§ INFORMATION GIVEN:
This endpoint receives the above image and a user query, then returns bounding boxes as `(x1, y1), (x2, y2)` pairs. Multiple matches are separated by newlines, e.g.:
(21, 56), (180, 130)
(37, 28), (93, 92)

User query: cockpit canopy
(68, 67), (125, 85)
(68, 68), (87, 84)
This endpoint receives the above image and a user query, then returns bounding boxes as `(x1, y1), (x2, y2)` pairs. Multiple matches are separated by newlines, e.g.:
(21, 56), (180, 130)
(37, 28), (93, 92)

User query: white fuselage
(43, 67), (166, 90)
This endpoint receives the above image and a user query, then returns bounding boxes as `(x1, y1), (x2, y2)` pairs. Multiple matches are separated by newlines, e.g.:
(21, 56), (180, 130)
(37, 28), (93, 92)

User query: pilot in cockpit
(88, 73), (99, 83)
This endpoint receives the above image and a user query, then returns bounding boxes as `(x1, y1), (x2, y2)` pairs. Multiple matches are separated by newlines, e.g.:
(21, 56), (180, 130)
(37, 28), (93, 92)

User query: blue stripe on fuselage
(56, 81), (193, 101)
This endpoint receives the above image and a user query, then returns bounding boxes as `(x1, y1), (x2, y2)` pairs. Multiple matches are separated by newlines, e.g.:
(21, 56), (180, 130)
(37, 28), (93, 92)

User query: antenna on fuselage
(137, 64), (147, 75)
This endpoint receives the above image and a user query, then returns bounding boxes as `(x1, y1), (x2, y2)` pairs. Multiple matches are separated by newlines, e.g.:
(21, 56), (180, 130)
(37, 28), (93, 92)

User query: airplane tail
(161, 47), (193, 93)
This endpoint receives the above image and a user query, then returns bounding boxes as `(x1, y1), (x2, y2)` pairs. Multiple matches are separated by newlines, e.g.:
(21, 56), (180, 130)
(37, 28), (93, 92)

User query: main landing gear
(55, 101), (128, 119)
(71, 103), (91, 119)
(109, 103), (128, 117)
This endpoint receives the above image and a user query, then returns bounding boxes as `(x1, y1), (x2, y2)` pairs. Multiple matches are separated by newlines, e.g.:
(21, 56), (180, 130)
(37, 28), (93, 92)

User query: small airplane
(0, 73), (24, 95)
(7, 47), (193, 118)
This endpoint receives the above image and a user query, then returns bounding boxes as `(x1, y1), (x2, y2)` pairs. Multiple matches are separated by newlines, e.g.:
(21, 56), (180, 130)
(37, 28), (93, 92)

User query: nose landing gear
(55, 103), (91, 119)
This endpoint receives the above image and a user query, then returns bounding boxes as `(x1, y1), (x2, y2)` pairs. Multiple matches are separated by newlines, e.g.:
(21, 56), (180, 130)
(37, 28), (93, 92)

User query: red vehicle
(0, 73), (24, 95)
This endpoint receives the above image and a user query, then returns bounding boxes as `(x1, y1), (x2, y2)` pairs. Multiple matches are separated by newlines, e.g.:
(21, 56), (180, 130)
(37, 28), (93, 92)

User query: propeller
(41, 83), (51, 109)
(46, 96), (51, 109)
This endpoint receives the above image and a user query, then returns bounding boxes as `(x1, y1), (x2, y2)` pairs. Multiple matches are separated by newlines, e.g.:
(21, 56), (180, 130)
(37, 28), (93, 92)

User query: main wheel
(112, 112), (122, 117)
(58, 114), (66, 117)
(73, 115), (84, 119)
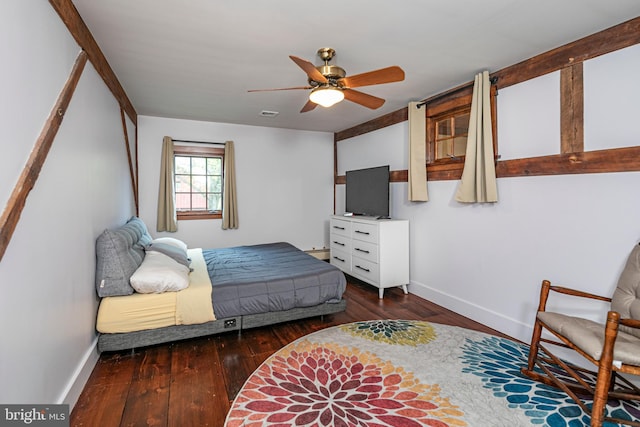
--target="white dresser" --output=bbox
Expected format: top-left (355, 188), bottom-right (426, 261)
top-left (329, 215), bottom-right (409, 298)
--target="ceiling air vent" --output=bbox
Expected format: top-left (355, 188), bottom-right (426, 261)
top-left (260, 110), bottom-right (279, 118)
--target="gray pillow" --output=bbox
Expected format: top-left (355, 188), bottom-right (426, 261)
top-left (95, 217), bottom-right (153, 297)
top-left (126, 216), bottom-right (153, 253)
top-left (145, 242), bottom-right (191, 268)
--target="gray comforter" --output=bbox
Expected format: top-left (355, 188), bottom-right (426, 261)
top-left (202, 242), bottom-right (346, 319)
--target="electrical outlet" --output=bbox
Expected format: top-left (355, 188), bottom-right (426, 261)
top-left (224, 318), bottom-right (237, 328)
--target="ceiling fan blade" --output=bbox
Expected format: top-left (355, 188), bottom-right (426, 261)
top-left (343, 89), bottom-right (385, 109)
top-left (289, 55), bottom-right (328, 84)
top-left (300, 99), bottom-right (318, 113)
top-left (340, 66), bottom-right (405, 88)
top-left (247, 86), bottom-right (311, 92)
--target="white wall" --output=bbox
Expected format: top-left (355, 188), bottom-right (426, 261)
top-left (336, 46), bottom-right (640, 344)
top-left (0, 1), bottom-right (136, 408)
top-left (137, 116), bottom-right (335, 251)
top-left (584, 44), bottom-right (640, 151)
top-left (497, 71), bottom-right (560, 160)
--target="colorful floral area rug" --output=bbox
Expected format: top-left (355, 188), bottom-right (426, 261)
top-left (225, 320), bottom-right (640, 426)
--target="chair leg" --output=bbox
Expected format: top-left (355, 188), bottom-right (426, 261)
top-left (590, 366), bottom-right (612, 426)
top-left (522, 280), bottom-right (551, 375)
top-left (590, 311), bottom-right (621, 427)
top-left (524, 318), bottom-right (543, 373)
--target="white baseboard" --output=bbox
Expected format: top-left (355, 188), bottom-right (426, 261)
top-left (58, 336), bottom-right (99, 411)
top-left (407, 281), bottom-right (640, 388)
top-left (408, 280), bottom-right (533, 343)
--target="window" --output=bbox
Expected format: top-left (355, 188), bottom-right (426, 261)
top-left (433, 109), bottom-right (470, 160)
top-left (173, 145), bottom-right (224, 220)
top-left (425, 91), bottom-right (474, 165)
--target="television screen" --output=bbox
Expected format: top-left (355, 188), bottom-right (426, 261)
top-left (345, 165), bottom-right (390, 218)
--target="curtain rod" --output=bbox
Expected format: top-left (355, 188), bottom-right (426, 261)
top-left (416, 76), bottom-right (498, 108)
top-left (172, 139), bottom-right (225, 146)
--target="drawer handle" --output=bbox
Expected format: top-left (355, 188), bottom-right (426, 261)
top-left (333, 256), bottom-right (345, 262)
top-left (333, 226), bottom-right (345, 230)
top-left (355, 265), bottom-right (370, 273)
top-left (355, 230), bottom-right (370, 235)
top-left (333, 241), bottom-right (345, 246)
top-left (355, 248), bottom-right (370, 254)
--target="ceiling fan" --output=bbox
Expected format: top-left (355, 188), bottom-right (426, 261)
top-left (248, 48), bottom-right (405, 113)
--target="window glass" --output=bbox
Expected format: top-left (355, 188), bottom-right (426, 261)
top-left (433, 110), bottom-right (470, 160)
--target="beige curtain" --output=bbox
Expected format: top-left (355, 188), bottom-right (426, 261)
top-left (157, 136), bottom-right (177, 232)
top-left (222, 140), bottom-right (239, 229)
top-left (408, 101), bottom-right (428, 201)
top-left (455, 71), bottom-right (498, 203)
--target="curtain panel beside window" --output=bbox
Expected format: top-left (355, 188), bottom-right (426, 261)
top-left (455, 71), bottom-right (498, 203)
top-left (222, 140), bottom-right (238, 229)
top-left (157, 136), bottom-right (178, 232)
top-left (408, 101), bottom-right (428, 202)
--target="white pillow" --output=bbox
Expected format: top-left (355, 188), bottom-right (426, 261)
top-left (151, 237), bottom-right (188, 252)
top-left (130, 251), bottom-right (190, 293)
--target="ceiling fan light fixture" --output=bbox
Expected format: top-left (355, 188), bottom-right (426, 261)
top-left (309, 86), bottom-right (344, 108)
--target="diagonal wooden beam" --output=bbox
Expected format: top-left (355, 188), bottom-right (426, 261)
top-left (120, 108), bottom-right (139, 215)
top-left (49, 0), bottom-right (137, 125)
top-left (0, 51), bottom-right (88, 262)
top-left (491, 16), bottom-right (640, 90)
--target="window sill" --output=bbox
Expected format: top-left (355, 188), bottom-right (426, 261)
top-left (177, 212), bottom-right (222, 220)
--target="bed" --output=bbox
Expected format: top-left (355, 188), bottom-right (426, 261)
top-left (94, 217), bottom-right (347, 352)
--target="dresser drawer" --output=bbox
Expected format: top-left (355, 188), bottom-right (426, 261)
top-left (330, 248), bottom-right (351, 271)
top-left (330, 218), bottom-right (351, 238)
top-left (351, 257), bottom-right (379, 284)
top-left (330, 235), bottom-right (351, 253)
top-left (351, 240), bottom-right (377, 263)
top-left (351, 221), bottom-right (379, 244)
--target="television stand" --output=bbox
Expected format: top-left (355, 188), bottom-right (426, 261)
top-left (329, 215), bottom-right (409, 298)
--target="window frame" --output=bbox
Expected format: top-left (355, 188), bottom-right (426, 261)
top-left (173, 145), bottom-right (224, 221)
top-left (429, 105), bottom-right (472, 163)
top-left (424, 86), bottom-right (498, 180)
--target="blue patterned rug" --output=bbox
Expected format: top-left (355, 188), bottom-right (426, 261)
top-left (225, 320), bottom-right (640, 426)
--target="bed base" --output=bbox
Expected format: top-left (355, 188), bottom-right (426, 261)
top-left (97, 299), bottom-right (347, 353)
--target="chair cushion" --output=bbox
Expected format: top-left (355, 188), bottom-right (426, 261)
top-left (538, 311), bottom-right (640, 366)
top-left (611, 243), bottom-right (640, 339)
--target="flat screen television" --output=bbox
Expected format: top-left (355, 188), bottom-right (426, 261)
top-left (345, 165), bottom-right (390, 218)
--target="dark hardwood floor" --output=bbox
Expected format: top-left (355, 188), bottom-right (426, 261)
top-left (71, 279), bottom-right (509, 426)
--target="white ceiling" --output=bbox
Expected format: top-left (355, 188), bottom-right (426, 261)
top-left (71, 1), bottom-right (640, 133)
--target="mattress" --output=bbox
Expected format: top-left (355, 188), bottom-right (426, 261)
top-left (97, 243), bottom-right (347, 335)
top-left (96, 248), bottom-right (215, 333)
top-left (204, 242), bottom-right (347, 319)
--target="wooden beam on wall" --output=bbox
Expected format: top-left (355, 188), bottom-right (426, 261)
top-left (496, 146), bottom-right (640, 178)
top-left (335, 107), bottom-right (408, 142)
top-left (560, 63), bottom-right (584, 153)
top-left (49, 0), bottom-right (137, 125)
top-left (491, 16), bottom-right (640, 90)
top-left (336, 144), bottom-right (640, 185)
top-left (0, 51), bottom-right (88, 262)
top-left (120, 108), bottom-right (139, 215)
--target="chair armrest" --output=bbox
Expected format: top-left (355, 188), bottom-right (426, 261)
top-left (620, 318), bottom-right (640, 329)
top-left (536, 280), bottom-right (612, 313)
top-left (548, 285), bottom-right (611, 303)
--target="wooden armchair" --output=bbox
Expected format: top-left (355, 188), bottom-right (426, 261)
top-left (521, 243), bottom-right (640, 427)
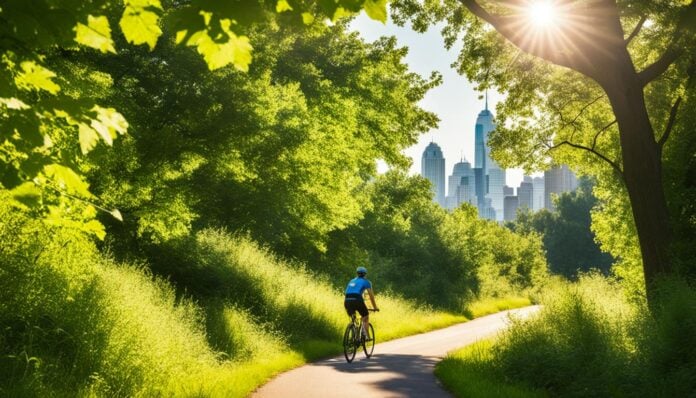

§ ABOUT THIS EXERCISE: Could you copy each line from the listing that has the word "dresser" in it?

§ TASK SOLUTION:
--target="white dresser" --output=bbox
--target="dresser drawer" --output=bbox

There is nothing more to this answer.